» **SOURCE TEXT**:

Two minutes pass and she returns.
Midwife (handing me a small one-sided flyer): here is the name of a doula that I have heard is good. She also does a class on natural birthing - the Bradley Method. You can contact her. But please don't mention to anyone that I gave this to you. It's like contraband around here.I took the scrap of paper, feeling like I was doing a deal with the mafia.
Me: Great. Thanks.
Midwife: Oh, and if you plan to go natural, you have to understand something. When you get to the hospital, you are going to be pressured by the nurses to take medications. You have to be ready for that because when you are feeling labor pain, it will be really hard to say "no" when meds are offered.
And it's REALLY important that you pay to take a childbirth preparation class outside of Kaiser. Kaiser's class won't cut it if you want to avoid meds.
OK, so I left this appointment feeling really pissed. Not so much pissed at the midwife, but pissed at Kasier. Pissed at a hospital system that won't allow its midwifes to even hand out a list of friggin local doulas to its patients. At the very least, they could have a one-pager with the name of the certifying organization for doulas so that patients can search on their own.

» **GIVEN RECORDS**:

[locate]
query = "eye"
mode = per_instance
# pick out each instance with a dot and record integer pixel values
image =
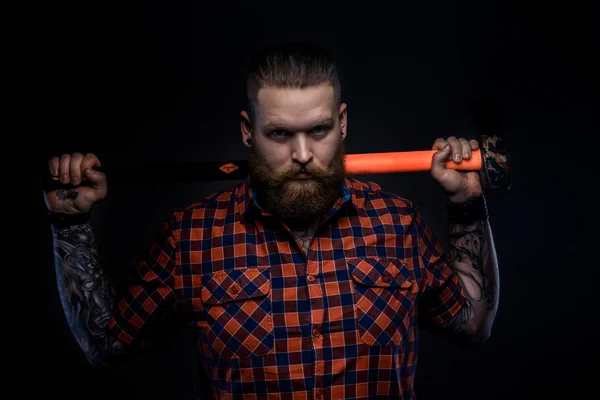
(320, 129)
(88, 285)
(278, 133)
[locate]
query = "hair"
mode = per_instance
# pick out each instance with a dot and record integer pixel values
(293, 65)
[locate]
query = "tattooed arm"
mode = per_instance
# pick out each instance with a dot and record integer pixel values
(473, 256)
(86, 294)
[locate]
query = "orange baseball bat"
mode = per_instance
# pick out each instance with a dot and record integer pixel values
(404, 161)
(356, 164)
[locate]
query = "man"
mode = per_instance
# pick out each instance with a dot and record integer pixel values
(299, 282)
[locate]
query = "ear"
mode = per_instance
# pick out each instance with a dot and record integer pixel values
(343, 119)
(245, 127)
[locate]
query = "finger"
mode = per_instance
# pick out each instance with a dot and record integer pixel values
(439, 159)
(95, 177)
(466, 148)
(53, 165)
(456, 153)
(439, 144)
(63, 168)
(75, 168)
(90, 160)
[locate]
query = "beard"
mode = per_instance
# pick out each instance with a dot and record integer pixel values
(297, 201)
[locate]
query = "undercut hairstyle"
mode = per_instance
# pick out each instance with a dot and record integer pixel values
(291, 65)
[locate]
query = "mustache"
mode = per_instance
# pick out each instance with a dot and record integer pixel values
(297, 169)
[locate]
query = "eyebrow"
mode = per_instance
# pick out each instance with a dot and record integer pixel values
(270, 126)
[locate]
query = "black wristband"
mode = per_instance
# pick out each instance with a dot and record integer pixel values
(472, 210)
(62, 220)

» **ACTIVITIES**:
• a. Decide whether each statement agrees with the passage about the midwife appointment. Answer yes or no for each, and quote the words from the passage that settle it.
(i) The midwife says the doula she recommends also teaches a class on the Bradley Method.
(ii) The midwife says Kaiser's own class is enough for someone who wants to avoid medications.
(iii) The writer left the appointment angry mainly at the midwife.
• b. Answer these questions from the passage about the midwife appointment.
(i) How much time passes before the midwife returns?
(ii) According to the midwife, who will pressure the writer to take medications at the hospital?
(iii) At the very least, what does the writer say the hospital system could provide?
• c. Repeat the part of the passage about the midwife appointment starting at "Midwife (handing me" and ending at "meds are offered.".

» **RESULTS**:
• a.
(i) Yes: "She also does a class on natural birthing - the Bradley Method."
(ii) No: "Kaiser's class won't cut it if you want to avoid meds."
(iii) No: "Not so much pissed at the midwife"

• b.
(i) Two minutes.
(ii) The nurses.
(iii) A one-pager with the name of the certifying organization for doulas.

• c.
Midwife (handing me a small one-sided flyer): here is the name of a doula that I have heard is good. She also does a class on natural birthing - the Bradley Method. You can contact her. But please don't mention to anyone that I gave this to you. It's like contraband around here.I took the scrap of paper, feeling like I was doing a deal with the mafia.
Me: Great. Thanks.
Midwife: Oh, and if you plan to go natural, you have to understand something. When you get to the hospital, you are going to be pressured by the nurses to take medications. You have to be ready for that because when you are feeling labor pain, it will be really hard to say "no" when meds are offered.